Data records:
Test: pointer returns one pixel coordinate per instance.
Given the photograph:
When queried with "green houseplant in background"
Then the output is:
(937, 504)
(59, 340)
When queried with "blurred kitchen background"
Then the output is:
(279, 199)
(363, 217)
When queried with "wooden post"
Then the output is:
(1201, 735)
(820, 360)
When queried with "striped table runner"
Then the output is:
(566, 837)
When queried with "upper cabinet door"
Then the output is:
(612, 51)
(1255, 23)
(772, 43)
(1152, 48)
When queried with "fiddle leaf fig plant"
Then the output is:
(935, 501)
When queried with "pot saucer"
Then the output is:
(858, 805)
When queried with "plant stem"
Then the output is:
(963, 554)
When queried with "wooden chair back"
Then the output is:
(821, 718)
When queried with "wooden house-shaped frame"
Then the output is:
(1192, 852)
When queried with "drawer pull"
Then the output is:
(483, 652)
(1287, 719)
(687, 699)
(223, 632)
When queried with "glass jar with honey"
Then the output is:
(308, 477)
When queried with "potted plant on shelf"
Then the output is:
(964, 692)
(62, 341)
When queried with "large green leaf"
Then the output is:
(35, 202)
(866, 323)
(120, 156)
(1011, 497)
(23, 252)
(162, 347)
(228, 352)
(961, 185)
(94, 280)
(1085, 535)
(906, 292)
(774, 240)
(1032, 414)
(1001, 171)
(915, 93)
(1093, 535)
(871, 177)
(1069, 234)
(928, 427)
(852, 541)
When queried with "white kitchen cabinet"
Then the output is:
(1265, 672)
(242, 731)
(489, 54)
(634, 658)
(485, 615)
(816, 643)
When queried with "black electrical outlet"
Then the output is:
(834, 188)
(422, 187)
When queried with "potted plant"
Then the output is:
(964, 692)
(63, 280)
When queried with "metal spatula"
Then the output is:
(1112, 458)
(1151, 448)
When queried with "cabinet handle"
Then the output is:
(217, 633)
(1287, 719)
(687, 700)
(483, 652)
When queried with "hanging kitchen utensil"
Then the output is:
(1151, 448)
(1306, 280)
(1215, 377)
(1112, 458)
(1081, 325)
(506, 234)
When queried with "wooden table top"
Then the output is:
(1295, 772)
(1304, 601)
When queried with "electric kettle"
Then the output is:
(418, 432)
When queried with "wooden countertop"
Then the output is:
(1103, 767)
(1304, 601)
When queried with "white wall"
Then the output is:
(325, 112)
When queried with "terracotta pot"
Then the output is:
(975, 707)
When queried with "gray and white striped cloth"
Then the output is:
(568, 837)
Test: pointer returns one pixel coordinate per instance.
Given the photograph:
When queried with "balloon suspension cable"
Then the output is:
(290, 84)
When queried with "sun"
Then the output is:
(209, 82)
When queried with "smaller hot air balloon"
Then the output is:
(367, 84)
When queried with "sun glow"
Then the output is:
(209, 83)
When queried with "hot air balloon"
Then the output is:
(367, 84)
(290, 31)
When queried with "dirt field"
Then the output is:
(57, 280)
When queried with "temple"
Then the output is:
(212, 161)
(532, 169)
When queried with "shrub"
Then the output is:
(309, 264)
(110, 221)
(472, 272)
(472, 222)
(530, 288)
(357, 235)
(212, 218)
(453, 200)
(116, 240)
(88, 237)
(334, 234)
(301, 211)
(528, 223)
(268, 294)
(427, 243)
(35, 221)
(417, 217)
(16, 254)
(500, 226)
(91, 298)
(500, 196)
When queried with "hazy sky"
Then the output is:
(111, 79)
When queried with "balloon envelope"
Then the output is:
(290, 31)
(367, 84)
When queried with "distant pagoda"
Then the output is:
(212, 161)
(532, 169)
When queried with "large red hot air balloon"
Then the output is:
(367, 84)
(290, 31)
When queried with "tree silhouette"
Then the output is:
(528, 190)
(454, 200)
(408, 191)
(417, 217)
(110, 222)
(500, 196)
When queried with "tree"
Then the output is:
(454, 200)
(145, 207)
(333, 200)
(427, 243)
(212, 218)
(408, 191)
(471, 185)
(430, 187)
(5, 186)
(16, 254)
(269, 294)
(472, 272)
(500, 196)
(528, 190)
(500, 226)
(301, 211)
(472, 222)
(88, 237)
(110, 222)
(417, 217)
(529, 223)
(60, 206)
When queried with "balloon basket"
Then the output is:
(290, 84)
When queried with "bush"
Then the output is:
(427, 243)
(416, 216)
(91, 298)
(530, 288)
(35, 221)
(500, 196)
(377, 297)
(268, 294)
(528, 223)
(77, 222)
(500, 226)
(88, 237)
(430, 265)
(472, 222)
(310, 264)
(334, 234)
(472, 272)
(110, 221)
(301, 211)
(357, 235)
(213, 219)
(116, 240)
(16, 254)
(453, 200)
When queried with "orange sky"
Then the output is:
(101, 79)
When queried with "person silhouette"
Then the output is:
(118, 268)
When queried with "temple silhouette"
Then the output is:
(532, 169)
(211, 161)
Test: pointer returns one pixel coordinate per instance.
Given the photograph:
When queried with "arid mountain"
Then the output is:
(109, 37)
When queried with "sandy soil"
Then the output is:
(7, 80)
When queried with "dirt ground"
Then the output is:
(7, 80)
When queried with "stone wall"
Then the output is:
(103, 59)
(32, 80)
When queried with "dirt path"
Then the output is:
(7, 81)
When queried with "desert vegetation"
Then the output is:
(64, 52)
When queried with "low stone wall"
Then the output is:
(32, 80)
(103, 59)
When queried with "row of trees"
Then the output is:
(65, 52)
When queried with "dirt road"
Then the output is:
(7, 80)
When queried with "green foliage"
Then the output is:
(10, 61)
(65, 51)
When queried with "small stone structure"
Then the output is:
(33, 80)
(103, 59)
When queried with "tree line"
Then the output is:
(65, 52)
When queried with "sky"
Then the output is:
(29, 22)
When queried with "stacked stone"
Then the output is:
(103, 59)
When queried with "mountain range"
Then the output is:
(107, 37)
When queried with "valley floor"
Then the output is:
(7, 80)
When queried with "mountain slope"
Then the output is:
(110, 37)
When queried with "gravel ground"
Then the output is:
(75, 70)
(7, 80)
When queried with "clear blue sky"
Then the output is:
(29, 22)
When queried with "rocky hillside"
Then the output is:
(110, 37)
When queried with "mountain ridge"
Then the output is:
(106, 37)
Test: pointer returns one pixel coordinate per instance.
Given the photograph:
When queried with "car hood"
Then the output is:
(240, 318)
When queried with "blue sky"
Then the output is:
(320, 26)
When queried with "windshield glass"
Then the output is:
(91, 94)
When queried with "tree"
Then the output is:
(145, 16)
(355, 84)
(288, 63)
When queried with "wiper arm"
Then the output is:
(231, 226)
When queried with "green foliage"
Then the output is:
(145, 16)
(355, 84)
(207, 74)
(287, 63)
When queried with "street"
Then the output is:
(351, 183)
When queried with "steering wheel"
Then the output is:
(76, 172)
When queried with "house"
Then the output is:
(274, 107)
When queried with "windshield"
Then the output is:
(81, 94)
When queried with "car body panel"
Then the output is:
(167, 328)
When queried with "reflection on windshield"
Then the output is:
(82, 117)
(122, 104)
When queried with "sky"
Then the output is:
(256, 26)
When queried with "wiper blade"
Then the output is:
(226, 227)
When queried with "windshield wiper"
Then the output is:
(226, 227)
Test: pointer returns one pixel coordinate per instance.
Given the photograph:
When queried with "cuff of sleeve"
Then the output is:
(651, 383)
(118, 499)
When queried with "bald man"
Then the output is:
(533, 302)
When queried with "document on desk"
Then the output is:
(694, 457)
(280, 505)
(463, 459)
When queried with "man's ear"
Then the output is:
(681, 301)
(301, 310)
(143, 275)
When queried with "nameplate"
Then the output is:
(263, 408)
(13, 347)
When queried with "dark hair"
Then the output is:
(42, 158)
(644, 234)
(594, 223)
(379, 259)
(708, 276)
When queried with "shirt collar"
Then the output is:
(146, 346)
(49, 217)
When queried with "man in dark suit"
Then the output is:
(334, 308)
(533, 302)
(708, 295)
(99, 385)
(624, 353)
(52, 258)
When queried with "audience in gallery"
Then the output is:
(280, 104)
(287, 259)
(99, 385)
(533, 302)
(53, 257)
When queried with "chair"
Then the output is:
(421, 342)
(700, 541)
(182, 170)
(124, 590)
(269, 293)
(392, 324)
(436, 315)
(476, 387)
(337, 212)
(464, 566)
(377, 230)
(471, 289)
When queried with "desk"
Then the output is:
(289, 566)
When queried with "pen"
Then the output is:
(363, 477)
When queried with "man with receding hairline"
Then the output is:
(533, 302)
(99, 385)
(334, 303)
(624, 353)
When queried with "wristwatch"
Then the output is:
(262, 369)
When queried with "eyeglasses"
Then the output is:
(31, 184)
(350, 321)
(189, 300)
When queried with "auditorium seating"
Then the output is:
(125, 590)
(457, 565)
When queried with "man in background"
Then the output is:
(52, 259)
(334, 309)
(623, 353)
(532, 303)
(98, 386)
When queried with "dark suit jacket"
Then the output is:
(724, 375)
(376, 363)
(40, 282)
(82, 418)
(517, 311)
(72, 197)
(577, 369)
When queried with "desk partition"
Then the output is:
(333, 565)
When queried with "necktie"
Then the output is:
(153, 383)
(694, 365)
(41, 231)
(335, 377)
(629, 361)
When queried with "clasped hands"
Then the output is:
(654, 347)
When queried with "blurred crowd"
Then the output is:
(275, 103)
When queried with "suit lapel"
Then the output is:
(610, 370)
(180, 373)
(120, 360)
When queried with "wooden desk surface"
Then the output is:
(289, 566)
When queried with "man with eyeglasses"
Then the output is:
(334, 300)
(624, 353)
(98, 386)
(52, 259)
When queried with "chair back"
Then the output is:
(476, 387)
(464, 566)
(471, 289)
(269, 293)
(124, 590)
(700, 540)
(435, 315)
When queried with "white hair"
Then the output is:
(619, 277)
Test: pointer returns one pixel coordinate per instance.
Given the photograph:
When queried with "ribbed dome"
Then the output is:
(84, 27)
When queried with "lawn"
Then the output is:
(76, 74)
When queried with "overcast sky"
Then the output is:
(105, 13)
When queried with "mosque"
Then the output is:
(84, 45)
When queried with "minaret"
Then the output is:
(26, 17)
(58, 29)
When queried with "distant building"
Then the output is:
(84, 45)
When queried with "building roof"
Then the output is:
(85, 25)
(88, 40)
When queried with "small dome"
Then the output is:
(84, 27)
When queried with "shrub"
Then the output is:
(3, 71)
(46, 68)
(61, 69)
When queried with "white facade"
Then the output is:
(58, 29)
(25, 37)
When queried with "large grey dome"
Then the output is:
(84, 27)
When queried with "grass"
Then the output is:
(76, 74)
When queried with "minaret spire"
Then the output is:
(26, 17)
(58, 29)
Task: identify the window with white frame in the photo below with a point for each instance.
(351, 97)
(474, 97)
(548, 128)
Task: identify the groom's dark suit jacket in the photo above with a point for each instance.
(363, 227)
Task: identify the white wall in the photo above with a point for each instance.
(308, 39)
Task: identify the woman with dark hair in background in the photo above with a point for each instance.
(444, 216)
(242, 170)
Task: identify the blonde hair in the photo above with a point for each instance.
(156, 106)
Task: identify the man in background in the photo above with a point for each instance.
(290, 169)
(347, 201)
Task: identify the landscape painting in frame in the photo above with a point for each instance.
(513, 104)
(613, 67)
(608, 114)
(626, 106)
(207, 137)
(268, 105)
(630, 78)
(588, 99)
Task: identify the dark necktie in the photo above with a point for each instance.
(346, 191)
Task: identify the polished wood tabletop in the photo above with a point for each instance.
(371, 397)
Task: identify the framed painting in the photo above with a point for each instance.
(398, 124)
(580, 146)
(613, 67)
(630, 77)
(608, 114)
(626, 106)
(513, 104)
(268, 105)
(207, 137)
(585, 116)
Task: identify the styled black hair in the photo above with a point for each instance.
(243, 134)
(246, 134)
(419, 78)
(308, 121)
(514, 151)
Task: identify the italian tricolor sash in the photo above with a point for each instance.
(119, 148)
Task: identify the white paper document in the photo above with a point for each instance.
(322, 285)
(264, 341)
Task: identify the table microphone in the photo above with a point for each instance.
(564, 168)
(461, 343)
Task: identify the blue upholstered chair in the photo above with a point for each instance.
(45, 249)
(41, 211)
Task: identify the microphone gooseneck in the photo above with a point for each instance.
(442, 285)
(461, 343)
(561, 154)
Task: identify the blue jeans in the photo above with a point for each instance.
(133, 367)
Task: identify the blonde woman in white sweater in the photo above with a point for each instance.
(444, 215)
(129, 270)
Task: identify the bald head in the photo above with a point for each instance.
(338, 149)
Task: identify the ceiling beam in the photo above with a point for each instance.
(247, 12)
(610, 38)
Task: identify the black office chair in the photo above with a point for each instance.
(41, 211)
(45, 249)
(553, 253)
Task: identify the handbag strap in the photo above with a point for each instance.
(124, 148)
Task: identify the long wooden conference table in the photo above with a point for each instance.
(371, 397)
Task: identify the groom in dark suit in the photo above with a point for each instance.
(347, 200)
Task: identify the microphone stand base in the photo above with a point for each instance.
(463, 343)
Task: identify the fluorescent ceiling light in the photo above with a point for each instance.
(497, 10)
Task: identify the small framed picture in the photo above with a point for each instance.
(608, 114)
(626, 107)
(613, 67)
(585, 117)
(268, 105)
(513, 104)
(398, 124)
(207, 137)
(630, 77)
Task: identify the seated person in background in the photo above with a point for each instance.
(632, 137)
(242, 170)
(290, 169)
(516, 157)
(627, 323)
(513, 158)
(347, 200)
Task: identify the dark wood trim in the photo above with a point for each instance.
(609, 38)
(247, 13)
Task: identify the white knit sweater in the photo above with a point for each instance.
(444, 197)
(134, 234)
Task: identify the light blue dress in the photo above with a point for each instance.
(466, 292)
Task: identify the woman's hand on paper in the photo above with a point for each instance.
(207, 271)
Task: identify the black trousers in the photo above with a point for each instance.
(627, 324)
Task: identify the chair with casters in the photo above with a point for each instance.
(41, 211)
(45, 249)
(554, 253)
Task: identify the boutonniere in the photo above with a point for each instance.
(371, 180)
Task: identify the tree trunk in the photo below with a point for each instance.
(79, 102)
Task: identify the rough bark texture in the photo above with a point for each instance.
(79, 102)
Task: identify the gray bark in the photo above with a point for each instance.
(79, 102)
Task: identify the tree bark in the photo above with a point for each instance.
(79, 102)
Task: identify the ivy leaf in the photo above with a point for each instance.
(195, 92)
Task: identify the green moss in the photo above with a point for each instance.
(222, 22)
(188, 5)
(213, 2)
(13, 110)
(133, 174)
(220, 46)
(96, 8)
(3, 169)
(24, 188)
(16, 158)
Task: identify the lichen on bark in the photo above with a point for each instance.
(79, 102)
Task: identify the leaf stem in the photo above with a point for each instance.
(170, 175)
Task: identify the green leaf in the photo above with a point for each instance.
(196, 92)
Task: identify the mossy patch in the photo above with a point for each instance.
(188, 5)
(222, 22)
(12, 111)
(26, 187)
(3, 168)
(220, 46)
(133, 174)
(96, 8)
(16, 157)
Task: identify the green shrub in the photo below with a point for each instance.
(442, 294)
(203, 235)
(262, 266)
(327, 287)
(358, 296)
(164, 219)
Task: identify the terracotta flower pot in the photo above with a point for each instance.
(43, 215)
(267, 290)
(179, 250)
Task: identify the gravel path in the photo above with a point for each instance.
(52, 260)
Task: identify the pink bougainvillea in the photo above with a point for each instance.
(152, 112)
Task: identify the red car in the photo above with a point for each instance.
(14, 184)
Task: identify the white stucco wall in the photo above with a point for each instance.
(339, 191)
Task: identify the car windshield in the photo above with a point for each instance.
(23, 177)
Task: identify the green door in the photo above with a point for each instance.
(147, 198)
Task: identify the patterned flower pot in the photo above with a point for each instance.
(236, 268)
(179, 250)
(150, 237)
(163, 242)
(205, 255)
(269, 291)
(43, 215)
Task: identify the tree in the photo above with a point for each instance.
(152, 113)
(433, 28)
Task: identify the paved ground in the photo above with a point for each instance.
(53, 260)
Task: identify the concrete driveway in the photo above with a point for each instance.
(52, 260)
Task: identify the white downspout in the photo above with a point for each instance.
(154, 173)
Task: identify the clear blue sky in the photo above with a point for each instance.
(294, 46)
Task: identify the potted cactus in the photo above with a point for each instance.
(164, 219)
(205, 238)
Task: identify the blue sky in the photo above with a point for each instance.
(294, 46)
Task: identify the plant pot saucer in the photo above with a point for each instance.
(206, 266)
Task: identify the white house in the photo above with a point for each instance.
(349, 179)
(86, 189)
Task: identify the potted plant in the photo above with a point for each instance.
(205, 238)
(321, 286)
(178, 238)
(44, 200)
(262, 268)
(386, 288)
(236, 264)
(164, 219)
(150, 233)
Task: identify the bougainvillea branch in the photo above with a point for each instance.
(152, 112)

Work task =
Go through the records above, find every line with the word "eyeglasses", and list those lines.

Response =
When queried with "eyeglasses"
When queried with "man with eyeglasses"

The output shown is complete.